● Text provided:
--- START ---
1/7/15 – Parking Lot Insanity

I think curb side drop off is in order. Just being in her presence brings a hate to me. Tonight when she is picking up the kids my daughters wants to give Hunter her artwork and I lose it. Screaming at her when the kids are in her car in the parking lot about the faked pregnancies (a couple on me and one on Chris) the fake suicides, using me for 11 years and not loving me, stealing my money, and not paying me for the house and being unwilling to move forward with the divorce once. She just stands there stoic telling me not to yell in front of the children. I tell her you say worse things in front of them.

She doesn’t care what she has done to me. She doesn’t care what she does to anyone. She is a vile toxic cunt who deserves death.

I text her so I can apologize to the kids, and text her I’m sorry. I also tell them that although mommy never apologizes for the mean things she says to me I shouldn’t act that way.
--- END ---
● Task requirements:
1. In the parking lot journal entry, what does the writer scream at her about? List each charge.
2. Echo the parking lot journal entry word for word, everything from "I text her so" down to "act that way.".
3. Carry on the parking lot journal entry from the point where it stops.

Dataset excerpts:
--- START ---
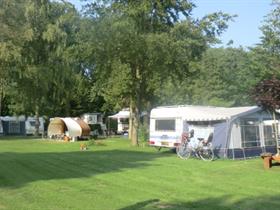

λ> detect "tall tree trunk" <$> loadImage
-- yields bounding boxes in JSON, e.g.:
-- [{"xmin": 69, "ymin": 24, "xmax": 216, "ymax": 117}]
[
  {"xmin": 128, "ymin": 99, "xmax": 133, "ymax": 140},
  {"xmin": 34, "ymin": 105, "xmax": 40, "ymax": 136},
  {"xmin": 0, "ymin": 84, "xmax": 3, "ymax": 116},
  {"xmin": 273, "ymin": 110, "xmax": 280, "ymax": 156},
  {"xmin": 131, "ymin": 106, "xmax": 139, "ymax": 146}
]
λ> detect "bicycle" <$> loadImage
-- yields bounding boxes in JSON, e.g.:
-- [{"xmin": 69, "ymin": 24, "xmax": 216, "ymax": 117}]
[{"xmin": 176, "ymin": 138, "xmax": 214, "ymax": 161}]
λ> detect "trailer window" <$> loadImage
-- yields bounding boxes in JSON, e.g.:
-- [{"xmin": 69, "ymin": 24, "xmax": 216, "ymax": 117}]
[
  {"xmin": 156, "ymin": 119, "xmax": 175, "ymax": 131},
  {"xmin": 241, "ymin": 118, "xmax": 260, "ymax": 147}
]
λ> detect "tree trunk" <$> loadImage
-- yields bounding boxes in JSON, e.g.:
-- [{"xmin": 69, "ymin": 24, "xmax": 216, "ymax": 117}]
[
  {"xmin": 131, "ymin": 107, "xmax": 139, "ymax": 146},
  {"xmin": 273, "ymin": 110, "xmax": 280, "ymax": 156},
  {"xmin": 34, "ymin": 106, "xmax": 40, "ymax": 136},
  {"xmin": 128, "ymin": 100, "xmax": 133, "ymax": 140}
]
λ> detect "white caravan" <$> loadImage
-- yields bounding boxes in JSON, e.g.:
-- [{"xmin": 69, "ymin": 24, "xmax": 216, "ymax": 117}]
[
  {"xmin": 149, "ymin": 105, "xmax": 258, "ymax": 148},
  {"xmin": 25, "ymin": 117, "xmax": 44, "ymax": 135},
  {"xmin": 109, "ymin": 109, "xmax": 130, "ymax": 134}
]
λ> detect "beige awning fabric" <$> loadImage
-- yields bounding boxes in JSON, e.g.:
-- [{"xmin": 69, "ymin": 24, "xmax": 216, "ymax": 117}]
[
  {"xmin": 150, "ymin": 105, "xmax": 260, "ymax": 122},
  {"xmin": 48, "ymin": 117, "xmax": 66, "ymax": 136},
  {"xmin": 48, "ymin": 117, "xmax": 90, "ymax": 137}
]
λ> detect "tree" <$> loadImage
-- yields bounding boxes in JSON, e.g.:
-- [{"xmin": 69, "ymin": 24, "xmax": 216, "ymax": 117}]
[
  {"xmin": 253, "ymin": 77, "xmax": 280, "ymax": 155},
  {"xmin": 0, "ymin": 0, "xmax": 25, "ymax": 116},
  {"xmin": 87, "ymin": 0, "xmax": 231, "ymax": 145}
]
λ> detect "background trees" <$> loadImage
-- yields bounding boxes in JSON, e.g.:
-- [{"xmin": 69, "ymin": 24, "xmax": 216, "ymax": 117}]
[
  {"xmin": 0, "ymin": 0, "xmax": 280, "ymax": 144},
  {"xmin": 84, "ymin": 0, "xmax": 231, "ymax": 144}
]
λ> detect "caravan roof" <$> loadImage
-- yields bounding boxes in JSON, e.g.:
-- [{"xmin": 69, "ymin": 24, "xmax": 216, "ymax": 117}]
[{"xmin": 151, "ymin": 105, "xmax": 261, "ymax": 121}]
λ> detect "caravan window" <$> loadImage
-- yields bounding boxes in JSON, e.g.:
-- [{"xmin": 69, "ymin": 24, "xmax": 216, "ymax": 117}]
[
  {"xmin": 156, "ymin": 119, "xmax": 175, "ymax": 131},
  {"xmin": 9, "ymin": 121, "xmax": 20, "ymax": 134},
  {"xmin": 263, "ymin": 119, "xmax": 279, "ymax": 146},
  {"xmin": 263, "ymin": 125, "xmax": 276, "ymax": 146},
  {"xmin": 241, "ymin": 118, "xmax": 260, "ymax": 147},
  {"xmin": 29, "ymin": 121, "xmax": 41, "ymax": 127}
]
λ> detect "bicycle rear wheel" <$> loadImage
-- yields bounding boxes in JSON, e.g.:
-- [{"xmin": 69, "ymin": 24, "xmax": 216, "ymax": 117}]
[
  {"xmin": 197, "ymin": 146, "xmax": 214, "ymax": 161},
  {"xmin": 176, "ymin": 142, "xmax": 192, "ymax": 160}
]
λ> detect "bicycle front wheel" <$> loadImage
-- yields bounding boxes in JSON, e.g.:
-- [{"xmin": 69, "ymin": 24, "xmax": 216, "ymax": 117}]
[
  {"xmin": 176, "ymin": 142, "xmax": 192, "ymax": 160},
  {"xmin": 198, "ymin": 146, "xmax": 214, "ymax": 161}
]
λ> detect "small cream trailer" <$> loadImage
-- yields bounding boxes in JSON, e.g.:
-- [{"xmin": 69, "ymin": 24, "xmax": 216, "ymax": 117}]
[{"xmin": 149, "ymin": 105, "xmax": 280, "ymax": 158}]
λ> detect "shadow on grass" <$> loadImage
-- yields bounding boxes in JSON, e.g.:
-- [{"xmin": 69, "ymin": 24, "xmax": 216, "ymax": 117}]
[
  {"xmin": 119, "ymin": 195, "xmax": 280, "ymax": 210},
  {"xmin": 0, "ymin": 150, "xmax": 167, "ymax": 188}
]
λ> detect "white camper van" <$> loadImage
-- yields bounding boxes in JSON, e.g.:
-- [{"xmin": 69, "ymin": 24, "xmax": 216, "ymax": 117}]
[
  {"xmin": 149, "ymin": 105, "xmax": 256, "ymax": 148},
  {"xmin": 25, "ymin": 117, "xmax": 44, "ymax": 135}
]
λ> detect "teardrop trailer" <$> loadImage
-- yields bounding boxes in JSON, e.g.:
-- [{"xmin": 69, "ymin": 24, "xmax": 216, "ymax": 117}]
[{"xmin": 149, "ymin": 105, "xmax": 279, "ymax": 159}]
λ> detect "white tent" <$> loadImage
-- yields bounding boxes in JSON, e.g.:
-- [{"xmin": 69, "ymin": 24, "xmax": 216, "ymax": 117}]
[
  {"xmin": 109, "ymin": 110, "xmax": 130, "ymax": 119},
  {"xmin": 150, "ymin": 106, "xmax": 260, "ymax": 122},
  {"xmin": 60, "ymin": 117, "xmax": 82, "ymax": 137}
]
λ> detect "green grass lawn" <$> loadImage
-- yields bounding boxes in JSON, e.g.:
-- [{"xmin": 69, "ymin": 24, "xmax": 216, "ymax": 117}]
[{"xmin": 0, "ymin": 138, "xmax": 280, "ymax": 210}]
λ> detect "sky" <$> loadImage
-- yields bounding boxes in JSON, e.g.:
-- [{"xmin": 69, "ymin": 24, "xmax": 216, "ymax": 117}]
[{"xmin": 69, "ymin": 0, "xmax": 273, "ymax": 47}]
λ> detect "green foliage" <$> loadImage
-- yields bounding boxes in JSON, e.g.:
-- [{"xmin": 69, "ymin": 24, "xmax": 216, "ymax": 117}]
[
  {"xmin": 138, "ymin": 123, "xmax": 149, "ymax": 143},
  {"xmin": 252, "ymin": 78, "xmax": 280, "ymax": 111}
]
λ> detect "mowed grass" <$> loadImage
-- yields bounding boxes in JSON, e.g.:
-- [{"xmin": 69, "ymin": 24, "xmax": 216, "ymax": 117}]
[{"xmin": 0, "ymin": 138, "xmax": 280, "ymax": 210}]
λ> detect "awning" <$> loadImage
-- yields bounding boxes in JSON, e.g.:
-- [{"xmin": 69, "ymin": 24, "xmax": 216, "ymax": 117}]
[{"xmin": 151, "ymin": 105, "xmax": 260, "ymax": 122}]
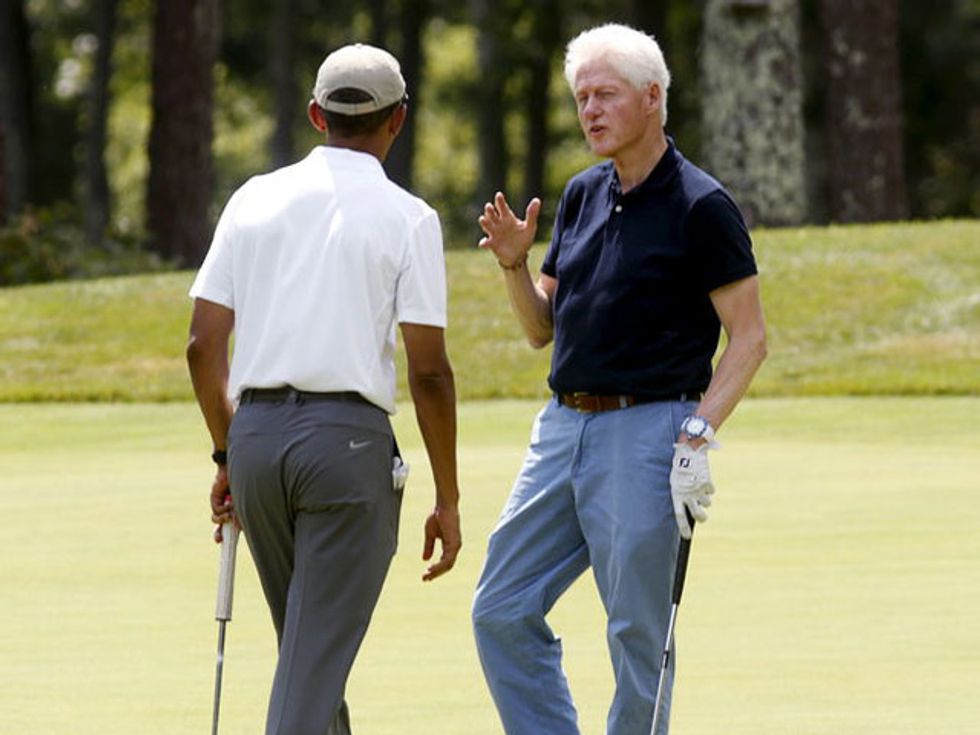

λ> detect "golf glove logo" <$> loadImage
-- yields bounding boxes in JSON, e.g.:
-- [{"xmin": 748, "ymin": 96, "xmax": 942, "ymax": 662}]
[{"xmin": 670, "ymin": 443, "xmax": 715, "ymax": 538}]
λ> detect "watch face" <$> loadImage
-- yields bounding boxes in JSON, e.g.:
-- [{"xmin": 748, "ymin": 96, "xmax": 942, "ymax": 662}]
[{"xmin": 684, "ymin": 416, "xmax": 708, "ymax": 437}]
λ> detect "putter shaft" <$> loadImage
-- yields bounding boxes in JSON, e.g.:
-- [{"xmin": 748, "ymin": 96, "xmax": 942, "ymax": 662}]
[
  {"xmin": 211, "ymin": 620, "xmax": 227, "ymax": 735},
  {"xmin": 650, "ymin": 508, "xmax": 694, "ymax": 735}
]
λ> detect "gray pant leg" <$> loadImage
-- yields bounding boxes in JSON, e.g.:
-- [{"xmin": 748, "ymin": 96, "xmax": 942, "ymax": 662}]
[{"xmin": 231, "ymin": 403, "xmax": 401, "ymax": 735}]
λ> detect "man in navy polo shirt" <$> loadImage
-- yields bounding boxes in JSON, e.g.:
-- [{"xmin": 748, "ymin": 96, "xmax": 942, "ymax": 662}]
[{"xmin": 473, "ymin": 25, "xmax": 766, "ymax": 735}]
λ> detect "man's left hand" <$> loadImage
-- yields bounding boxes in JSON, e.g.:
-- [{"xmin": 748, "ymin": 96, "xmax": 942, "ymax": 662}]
[
  {"xmin": 670, "ymin": 442, "xmax": 715, "ymax": 538},
  {"xmin": 211, "ymin": 466, "xmax": 241, "ymax": 544}
]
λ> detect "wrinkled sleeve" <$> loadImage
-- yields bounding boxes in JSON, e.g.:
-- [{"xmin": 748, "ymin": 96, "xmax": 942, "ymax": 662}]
[
  {"xmin": 686, "ymin": 190, "xmax": 758, "ymax": 293},
  {"xmin": 395, "ymin": 210, "xmax": 446, "ymax": 328},
  {"xmin": 190, "ymin": 189, "xmax": 241, "ymax": 309}
]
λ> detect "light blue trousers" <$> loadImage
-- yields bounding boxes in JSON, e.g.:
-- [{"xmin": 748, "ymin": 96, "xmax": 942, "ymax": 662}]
[{"xmin": 473, "ymin": 400, "xmax": 696, "ymax": 735}]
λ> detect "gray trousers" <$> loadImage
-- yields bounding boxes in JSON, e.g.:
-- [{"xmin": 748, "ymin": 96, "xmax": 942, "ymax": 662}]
[{"xmin": 228, "ymin": 393, "xmax": 401, "ymax": 735}]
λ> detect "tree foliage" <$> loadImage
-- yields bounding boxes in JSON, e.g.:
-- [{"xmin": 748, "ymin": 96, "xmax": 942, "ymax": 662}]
[{"xmin": 0, "ymin": 0, "xmax": 980, "ymax": 284}]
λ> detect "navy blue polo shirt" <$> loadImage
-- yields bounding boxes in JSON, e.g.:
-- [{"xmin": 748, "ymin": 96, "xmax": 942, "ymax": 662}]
[{"xmin": 541, "ymin": 141, "xmax": 757, "ymax": 398}]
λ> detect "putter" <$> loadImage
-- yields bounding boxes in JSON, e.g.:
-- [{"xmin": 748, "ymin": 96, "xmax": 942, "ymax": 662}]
[
  {"xmin": 211, "ymin": 522, "xmax": 238, "ymax": 735},
  {"xmin": 650, "ymin": 508, "xmax": 694, "ymax": 735}
]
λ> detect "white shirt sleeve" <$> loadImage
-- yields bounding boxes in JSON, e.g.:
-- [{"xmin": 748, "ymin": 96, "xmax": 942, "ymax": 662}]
[
  {"xmin": 395, "ymin": 204, "xmax": 446, "ymax": 328},
  {"xmin": 190, "ymin": 189, "xmax": 241, "ymax": 309}
]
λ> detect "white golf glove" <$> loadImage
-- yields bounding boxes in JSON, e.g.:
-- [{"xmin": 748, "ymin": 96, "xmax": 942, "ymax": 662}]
[{"xmin": 670, "ymin": 442, "xmax": 715, "ymax": 538}]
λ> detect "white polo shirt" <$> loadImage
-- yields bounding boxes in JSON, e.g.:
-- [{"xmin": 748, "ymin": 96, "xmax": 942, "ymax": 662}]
[{"xmin": 190, "ymin": 146, "xmax": 446, "ymax": 413}]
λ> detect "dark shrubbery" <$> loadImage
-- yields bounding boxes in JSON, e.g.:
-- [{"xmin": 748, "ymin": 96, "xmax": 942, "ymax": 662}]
[{"xmin": 0, "ymin": 206, "xmax": 173, "ymax": 286}]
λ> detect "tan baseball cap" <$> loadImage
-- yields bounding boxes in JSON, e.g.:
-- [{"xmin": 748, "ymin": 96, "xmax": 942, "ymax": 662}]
[{"xmin": 313, "ymin": 43, "xmax": 405, "ymax": 115}]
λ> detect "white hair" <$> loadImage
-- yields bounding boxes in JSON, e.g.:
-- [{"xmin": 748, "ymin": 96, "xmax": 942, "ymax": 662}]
[{"xmin": 565, "ymin": 23, "xmax": 670, "ymax": 125}]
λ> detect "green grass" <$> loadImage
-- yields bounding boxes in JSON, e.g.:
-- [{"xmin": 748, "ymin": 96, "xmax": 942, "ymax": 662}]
[
  {"xmin": 0, "ymin": 221, "xmax": 980, "ymax": 401},
  {"xmin": 0, "ymin": 398, "xmax": 980, "ymax": 735}
]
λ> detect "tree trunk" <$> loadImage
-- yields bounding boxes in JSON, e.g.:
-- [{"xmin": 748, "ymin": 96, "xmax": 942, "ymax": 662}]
[
  {"xmin": 470, "ymin": 0, "xmax": 509, "ymax": 203},
  {"xmin": 701, "ymin": 0, "xmax": 806, "ymax": 226},
  {"xmin": 368, "ymin": 0, "xmax": 388, "ymax": 49},
  {"xmin": 630, "ymin": 0, "xmax": 670, "ymax": 52},
  {"xmin": 0, "ymin": 0, "xmax": 34, "ymax": 218},
  {"xmin": 270, "ymin": 0, "xmax": 296, "ymax": 167},
  {"xmin": 820, "ymin": 0, "xmax": 908, "ymax": 222},
  {"xmin": 519, "ymin": 0, "xmax": 562, "ymax": 206},
  {"xmin": 146, "ymin": 0, "xmax": 220, "ymax": 266},
  {"xmin": 85, "ymin": 0, "xmax": 118, "ymax": 245},
  {"xmin": 385, "ymin": 0, "xmax": 429, "ymax": 189}
]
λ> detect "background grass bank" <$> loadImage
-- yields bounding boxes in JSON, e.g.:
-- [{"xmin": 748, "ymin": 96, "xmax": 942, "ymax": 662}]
[
  {"xmin": 0, "ymin": 221, "xmax": 980, "ymax": 401},
  {"xmin": 0, "ymin": 398, "xmax": 980, "ymax": 735}
]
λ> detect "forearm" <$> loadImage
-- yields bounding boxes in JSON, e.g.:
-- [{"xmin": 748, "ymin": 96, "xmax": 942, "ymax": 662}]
[
  {"xmin": 698, "ymin": 332, "xmax": 766, "ymax": 431},
  {"xmin": 408, "ymin": 363, "xmax": 459, "ymax": 508},
  {"xmin": 504, "ymin": 262, "xmax": 554, "ymax": 349},
  {"xmin": 187, "ymin": 338, "xmax": 234, "ymax": 449}
]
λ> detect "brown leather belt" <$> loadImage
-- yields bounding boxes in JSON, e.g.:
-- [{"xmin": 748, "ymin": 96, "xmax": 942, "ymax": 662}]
[
  {"xmin": 239, "ymin": 386, "xmax": 369, "ymax": 405},
  {"xmin": 556, "ymin": 391, "xmax": 701, "ymax": 413}
]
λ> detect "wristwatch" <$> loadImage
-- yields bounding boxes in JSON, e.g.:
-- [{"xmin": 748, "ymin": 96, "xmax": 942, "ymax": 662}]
[{"xmin": 681, "ymin": 416, "xmax": 715, "ymax": 442}]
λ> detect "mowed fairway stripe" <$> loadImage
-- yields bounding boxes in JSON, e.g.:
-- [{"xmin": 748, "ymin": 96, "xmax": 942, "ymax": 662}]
[{"xmin": 0, "ymin": 398, "xmax": 980, "ymax": 735}]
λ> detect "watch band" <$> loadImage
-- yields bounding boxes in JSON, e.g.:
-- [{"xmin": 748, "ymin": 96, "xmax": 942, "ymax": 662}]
[{"xmin": 681, "ymin": 416, "xmax": 715, "ymax": 443}]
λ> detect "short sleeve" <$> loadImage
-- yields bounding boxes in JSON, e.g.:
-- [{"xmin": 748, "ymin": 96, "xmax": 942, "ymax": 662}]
[
  {"xmin": 686, "ymin": 189, "xmax": 758, "ymax": 293},
  {"xmin": 190, "ymin": 189, "xmax": 241, "ymax": 309},
  {"xmin": 395, "ymin": 210, "xmax": 446, "ymax": 328}
]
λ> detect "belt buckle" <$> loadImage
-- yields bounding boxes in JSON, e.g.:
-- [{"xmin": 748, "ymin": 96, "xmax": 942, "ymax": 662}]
[{"xmin": 572, "ymin": 390, "xmax": 595, "ymax": 413}]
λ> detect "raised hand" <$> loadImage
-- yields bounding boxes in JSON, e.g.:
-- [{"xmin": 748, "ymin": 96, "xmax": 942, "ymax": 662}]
[{"xmin": 477, "ymin": 191, "xmax": 541, "ymax": 268}]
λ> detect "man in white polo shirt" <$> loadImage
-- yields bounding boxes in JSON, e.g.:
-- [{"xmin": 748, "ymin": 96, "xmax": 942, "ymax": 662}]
[{"xmin": 187, "ymin": 44, "xmax": 461, "ymax": 735}]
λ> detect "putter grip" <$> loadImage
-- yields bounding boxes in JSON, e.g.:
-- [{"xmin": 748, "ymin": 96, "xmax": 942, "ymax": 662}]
[
  {"xmin": 214, "ymin": 523, "xmax": 238, "ymax": 620},
  {"xmin": 670, "ymin": 508, "xmax": 694, "ymax": 605}
]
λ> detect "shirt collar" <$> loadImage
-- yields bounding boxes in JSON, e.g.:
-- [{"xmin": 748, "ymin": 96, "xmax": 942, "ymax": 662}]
[
  {"xmin": 609, "ymin": 135, "xmax": 681, "ymax": 198},
  {"xmin": 313, "ymin": 145, "xmax": 384, "ymax": 174}
]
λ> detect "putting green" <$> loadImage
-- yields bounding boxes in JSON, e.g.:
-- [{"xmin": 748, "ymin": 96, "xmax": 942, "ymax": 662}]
[{"xmin": 0, "ymin": 398, "xmax": 980, "ymax": 735}]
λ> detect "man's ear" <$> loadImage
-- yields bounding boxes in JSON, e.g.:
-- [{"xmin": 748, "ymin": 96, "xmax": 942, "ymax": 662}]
[
  {"xmin": 645, "ymin": 82, "xmax": 663, "ymax": 112},
  {"xmin": 306, "ymin": 100, "xmax": 327, "ymax": 133},
  {"xmin": 388, "ymin": 102, "xmax": 408, "ymax": 136}
]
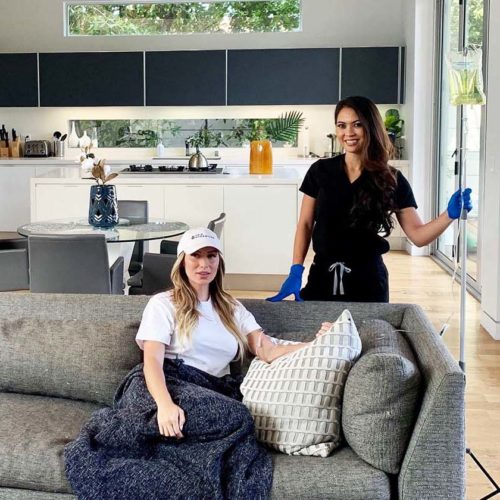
--- END ---
● Results of the tasks:
1.
- The faked pregnancies (a couple on the writer and one on Chris)
- The fake suicides
- Using the writer for 11 years and not loving the writer
- Stealing the writer's money
- Not paying the writer for the house
- Being unwilling to move forward with the divorce

2.
I text her so I can apologize to the kids, and text her I’m sorry. I also tell them that although mommy never apologizes for the mean things she says to me I shouldn’t act that way.

3.
I then text her that if she wants this to be amicable she needs to apologize to me for what she says like a Christian should. No response. She never apologized for anything, and to this day she has never asked for forgiveness and most likely never will.

I talk to my dad before I text her and lose it crying about how she deserves to die and how she is ruining my kids and he calmly talks me down. He tells me he thinks I’m panicking over the new job. He is probably right.

I hope Ben has more concrete advice to offer me tomorrow on how to disconnect from her. I’m not going to survive if I keep this up.

Sent her a few more texts about her apologizing to me for the things she says and reneging on her promise to give me more time with the kids which started this whole thing. I should have know she would never do it.

Fear of being alone. Fear of being poor. Lie, cheat, steal, and manipulate to get what you want and she wonders why everyone hates her, she has no friends, and she has to open her thighs to make them. I need a new mantra that I’m finally free, but I will need to let go of the kids and walk away from all three of them.